SUPPLIED RECORDS
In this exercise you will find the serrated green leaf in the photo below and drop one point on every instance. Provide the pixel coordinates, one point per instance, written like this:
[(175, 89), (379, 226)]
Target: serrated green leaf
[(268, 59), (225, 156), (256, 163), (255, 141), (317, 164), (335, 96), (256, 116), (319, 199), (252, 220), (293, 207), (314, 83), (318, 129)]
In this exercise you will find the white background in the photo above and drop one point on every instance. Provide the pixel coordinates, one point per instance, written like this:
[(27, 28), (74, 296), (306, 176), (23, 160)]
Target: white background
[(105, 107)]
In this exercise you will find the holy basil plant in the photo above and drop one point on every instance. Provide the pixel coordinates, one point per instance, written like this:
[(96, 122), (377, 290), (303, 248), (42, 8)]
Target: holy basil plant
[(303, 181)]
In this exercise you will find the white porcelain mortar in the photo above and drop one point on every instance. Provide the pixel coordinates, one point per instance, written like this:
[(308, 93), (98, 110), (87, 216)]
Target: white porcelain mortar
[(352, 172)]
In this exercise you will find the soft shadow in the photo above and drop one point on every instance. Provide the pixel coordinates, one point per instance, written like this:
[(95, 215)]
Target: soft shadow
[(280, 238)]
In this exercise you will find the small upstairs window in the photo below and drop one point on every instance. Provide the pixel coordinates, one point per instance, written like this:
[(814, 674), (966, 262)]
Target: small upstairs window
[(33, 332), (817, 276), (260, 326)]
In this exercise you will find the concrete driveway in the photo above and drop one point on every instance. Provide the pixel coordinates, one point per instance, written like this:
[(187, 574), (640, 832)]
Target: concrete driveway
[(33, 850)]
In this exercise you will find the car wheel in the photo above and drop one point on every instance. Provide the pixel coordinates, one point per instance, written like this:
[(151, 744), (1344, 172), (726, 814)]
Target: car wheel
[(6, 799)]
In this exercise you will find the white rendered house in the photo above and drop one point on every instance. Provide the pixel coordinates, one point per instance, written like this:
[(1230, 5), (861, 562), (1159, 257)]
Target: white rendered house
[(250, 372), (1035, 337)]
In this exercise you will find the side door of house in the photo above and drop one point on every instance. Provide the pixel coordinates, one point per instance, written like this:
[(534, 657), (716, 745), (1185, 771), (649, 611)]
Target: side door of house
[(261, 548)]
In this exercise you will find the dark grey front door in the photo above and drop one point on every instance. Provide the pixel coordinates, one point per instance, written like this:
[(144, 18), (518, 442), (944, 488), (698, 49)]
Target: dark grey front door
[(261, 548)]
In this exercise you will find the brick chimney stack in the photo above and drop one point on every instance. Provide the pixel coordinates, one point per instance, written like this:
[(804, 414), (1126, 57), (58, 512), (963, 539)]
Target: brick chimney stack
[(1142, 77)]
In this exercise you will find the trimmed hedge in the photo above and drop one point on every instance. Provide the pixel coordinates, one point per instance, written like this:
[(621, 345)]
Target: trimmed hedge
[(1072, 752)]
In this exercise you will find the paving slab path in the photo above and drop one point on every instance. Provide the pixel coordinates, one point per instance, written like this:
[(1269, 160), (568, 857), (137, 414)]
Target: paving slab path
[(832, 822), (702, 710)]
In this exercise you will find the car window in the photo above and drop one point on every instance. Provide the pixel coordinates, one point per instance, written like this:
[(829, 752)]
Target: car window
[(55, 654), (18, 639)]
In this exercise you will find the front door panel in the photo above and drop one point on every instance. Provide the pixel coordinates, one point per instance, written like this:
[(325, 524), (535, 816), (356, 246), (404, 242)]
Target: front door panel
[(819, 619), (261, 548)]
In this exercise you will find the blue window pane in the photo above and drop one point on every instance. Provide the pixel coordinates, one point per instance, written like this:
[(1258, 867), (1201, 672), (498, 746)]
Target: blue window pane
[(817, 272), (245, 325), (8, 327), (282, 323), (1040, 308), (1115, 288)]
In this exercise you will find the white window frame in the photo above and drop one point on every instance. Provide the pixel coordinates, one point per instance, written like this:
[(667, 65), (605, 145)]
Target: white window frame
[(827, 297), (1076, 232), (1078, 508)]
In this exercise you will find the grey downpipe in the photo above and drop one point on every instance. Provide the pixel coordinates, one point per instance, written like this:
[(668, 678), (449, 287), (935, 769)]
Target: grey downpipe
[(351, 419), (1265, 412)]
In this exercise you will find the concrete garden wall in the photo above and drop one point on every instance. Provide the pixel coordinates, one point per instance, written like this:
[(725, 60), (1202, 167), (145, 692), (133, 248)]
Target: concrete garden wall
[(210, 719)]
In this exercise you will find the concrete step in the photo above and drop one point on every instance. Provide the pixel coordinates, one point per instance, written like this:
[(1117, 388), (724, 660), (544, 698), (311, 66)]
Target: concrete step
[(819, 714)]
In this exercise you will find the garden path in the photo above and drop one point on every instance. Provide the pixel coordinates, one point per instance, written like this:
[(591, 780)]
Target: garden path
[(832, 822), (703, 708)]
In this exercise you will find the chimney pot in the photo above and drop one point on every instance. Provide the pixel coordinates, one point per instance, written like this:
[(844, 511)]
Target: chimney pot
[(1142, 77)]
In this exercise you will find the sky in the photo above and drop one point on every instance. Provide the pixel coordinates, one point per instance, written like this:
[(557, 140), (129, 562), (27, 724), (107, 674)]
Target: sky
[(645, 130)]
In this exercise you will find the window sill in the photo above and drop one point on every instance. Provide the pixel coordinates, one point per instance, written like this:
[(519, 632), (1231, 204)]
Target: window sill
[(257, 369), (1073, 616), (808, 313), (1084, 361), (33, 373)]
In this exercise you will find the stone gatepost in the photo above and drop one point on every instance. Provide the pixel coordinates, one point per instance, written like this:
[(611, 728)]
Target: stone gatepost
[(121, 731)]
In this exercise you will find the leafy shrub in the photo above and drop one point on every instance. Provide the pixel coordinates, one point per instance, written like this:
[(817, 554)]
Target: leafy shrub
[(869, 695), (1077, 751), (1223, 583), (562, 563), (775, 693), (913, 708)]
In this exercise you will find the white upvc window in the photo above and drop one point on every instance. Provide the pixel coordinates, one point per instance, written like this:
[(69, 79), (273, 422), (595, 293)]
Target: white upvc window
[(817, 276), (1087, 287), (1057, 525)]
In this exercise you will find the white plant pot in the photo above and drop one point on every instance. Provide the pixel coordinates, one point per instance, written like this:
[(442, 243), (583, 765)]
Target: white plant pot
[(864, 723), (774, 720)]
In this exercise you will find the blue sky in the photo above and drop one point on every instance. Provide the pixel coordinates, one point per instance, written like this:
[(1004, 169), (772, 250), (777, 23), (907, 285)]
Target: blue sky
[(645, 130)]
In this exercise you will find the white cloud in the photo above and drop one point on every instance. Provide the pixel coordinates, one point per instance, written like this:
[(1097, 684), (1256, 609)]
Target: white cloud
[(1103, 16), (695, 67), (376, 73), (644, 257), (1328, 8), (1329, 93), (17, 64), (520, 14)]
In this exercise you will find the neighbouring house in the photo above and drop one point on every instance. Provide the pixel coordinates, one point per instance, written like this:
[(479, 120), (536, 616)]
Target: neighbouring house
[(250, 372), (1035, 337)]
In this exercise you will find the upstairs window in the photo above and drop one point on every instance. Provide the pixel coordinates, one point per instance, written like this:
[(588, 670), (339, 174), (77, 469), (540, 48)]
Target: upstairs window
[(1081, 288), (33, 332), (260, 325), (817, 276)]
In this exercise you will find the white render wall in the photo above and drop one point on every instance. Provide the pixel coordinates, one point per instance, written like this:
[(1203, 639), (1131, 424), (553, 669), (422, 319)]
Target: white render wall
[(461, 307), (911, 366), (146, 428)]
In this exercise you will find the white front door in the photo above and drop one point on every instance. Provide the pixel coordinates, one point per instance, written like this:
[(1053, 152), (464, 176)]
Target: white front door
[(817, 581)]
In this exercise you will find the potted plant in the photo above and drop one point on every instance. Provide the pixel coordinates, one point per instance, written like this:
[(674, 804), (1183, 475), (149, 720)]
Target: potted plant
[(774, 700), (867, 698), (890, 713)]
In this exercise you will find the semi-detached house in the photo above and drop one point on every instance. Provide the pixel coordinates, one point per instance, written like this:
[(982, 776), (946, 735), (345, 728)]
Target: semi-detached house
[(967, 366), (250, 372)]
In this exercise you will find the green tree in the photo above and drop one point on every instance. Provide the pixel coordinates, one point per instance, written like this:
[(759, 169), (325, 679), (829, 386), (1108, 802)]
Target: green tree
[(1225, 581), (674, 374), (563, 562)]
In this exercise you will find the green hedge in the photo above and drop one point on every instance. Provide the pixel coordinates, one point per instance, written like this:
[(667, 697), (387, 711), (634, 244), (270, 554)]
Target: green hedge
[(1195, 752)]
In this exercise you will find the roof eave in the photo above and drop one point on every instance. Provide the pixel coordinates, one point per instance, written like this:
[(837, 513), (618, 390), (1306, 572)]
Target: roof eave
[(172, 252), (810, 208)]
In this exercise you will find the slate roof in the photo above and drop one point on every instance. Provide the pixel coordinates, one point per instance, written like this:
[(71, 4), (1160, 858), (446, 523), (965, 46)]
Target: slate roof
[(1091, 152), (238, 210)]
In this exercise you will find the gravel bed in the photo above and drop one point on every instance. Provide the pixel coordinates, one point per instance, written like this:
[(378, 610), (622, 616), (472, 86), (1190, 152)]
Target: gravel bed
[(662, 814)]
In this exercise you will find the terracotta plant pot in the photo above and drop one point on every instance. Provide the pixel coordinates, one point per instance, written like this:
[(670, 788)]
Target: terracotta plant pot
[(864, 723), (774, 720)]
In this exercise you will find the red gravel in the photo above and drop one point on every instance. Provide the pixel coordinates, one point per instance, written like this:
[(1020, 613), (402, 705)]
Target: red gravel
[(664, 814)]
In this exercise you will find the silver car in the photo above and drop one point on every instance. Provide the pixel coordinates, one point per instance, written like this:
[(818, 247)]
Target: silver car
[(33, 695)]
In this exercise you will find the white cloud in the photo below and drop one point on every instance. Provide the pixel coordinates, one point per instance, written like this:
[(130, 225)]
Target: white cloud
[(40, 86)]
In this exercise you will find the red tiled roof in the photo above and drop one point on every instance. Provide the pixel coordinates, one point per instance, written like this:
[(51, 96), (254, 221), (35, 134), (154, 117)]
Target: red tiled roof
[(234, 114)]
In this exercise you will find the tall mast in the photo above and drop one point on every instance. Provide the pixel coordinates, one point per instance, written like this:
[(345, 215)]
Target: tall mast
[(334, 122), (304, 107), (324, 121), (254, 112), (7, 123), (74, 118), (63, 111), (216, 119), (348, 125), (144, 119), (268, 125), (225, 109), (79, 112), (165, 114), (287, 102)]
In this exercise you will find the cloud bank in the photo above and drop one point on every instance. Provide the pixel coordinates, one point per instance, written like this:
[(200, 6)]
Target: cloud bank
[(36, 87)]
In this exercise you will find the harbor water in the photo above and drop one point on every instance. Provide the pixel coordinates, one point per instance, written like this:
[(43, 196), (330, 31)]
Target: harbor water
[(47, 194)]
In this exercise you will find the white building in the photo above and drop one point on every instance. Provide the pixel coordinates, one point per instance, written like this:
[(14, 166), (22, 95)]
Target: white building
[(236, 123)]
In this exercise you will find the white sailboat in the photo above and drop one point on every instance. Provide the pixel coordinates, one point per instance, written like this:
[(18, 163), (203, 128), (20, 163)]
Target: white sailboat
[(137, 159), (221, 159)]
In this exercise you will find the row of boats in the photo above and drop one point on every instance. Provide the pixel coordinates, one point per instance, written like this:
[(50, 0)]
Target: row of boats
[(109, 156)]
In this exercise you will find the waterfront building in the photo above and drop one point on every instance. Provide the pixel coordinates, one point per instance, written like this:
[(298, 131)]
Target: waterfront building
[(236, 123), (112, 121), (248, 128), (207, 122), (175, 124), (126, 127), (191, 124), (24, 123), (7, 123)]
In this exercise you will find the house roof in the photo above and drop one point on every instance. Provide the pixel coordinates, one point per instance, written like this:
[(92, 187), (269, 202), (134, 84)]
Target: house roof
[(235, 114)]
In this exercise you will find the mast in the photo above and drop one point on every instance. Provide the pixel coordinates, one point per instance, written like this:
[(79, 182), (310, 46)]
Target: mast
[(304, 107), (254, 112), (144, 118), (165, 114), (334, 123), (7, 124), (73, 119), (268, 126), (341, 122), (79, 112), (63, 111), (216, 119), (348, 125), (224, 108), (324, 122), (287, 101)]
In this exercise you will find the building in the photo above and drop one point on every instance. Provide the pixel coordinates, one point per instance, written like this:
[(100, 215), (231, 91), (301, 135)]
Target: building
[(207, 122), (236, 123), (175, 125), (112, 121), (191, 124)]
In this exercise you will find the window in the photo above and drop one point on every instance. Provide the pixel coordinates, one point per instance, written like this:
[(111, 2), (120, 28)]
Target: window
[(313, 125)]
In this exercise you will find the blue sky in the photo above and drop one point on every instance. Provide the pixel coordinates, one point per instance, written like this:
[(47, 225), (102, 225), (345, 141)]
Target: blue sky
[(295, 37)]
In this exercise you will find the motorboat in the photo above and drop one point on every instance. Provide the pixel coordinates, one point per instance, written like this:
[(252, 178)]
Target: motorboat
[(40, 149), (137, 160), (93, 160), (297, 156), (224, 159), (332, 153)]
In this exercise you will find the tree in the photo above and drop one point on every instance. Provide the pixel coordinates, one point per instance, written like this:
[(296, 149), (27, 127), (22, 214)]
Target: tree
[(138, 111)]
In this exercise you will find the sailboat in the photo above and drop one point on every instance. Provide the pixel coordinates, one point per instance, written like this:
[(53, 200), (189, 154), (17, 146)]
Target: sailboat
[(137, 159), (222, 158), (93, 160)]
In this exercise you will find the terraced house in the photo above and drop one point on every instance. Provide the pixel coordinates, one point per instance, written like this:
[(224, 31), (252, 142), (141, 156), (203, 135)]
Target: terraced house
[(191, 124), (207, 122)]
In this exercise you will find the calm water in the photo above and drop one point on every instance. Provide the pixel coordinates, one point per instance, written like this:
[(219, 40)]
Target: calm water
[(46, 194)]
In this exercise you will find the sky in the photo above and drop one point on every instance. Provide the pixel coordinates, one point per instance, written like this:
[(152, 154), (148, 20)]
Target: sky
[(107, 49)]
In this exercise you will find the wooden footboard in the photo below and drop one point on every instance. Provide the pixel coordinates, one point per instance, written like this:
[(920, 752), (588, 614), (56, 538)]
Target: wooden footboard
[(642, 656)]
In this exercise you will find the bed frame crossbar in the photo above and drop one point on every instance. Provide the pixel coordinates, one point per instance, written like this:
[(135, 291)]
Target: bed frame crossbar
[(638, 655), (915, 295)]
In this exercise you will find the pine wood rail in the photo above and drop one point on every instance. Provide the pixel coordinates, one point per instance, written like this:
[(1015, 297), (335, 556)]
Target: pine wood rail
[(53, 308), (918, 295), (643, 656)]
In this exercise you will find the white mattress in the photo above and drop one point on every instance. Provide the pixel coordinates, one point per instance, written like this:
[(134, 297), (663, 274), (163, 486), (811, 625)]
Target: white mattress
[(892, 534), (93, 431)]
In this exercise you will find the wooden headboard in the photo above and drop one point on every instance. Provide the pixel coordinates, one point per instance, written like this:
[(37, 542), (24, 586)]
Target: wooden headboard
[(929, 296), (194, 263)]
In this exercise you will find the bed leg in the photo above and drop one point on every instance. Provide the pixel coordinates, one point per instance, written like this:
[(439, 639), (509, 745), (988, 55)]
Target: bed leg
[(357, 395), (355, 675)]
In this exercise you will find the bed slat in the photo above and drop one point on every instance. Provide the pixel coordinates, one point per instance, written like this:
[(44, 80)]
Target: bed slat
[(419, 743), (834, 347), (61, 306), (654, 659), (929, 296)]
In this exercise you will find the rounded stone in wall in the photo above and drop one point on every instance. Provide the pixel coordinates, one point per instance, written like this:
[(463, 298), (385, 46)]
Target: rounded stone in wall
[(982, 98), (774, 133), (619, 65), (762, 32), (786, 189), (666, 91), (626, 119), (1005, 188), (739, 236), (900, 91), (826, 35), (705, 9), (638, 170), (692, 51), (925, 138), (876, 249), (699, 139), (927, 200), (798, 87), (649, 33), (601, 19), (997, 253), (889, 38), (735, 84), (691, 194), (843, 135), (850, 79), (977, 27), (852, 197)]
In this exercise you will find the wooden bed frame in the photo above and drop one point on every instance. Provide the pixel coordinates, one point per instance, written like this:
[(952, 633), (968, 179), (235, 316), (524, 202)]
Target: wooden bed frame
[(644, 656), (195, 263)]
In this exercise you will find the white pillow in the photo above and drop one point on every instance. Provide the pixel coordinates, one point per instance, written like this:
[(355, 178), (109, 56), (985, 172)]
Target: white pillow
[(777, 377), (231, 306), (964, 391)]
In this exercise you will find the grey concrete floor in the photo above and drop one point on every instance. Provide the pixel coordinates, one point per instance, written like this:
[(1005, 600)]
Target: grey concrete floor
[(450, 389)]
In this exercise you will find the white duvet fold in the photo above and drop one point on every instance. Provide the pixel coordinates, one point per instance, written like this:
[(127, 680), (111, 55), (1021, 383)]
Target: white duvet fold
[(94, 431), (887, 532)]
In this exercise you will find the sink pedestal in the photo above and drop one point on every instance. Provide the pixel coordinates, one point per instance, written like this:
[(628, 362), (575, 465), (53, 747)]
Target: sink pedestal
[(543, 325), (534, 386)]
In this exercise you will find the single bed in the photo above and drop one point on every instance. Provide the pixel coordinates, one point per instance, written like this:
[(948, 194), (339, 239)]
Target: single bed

WHAT YOU HAVE TO DO
Put the lines from the one holding "In this exercise you will find the terraced" through the one holding "[(46, 194)]", inclusive, into a Markdown table with the columns Row and Line. Number each row and skip any blank lines.

EXPECTED ANSWER
| Row | Line |
|---|---|
| 1 | In this exercise you will find the terraced house in the photo above and drop one point on every instance. Provide the pixel coordinates, one point per instance, written like this: |
| 2 | [(224, 31), (252, 142), (141, 156), (203, 135)] |
| 3 | Target: terraced house |
| 4 | [(191, 124), (207, 122)] |
| 5 | In this exercise you will find the calm water in the photo above and drop one point on every instance. Provide the pixel coordinates, one point per instance, written like this: |
| 6 | [(219, 40)] |
| 7 | Target: calm water |
| 8 | [(46, 194)] |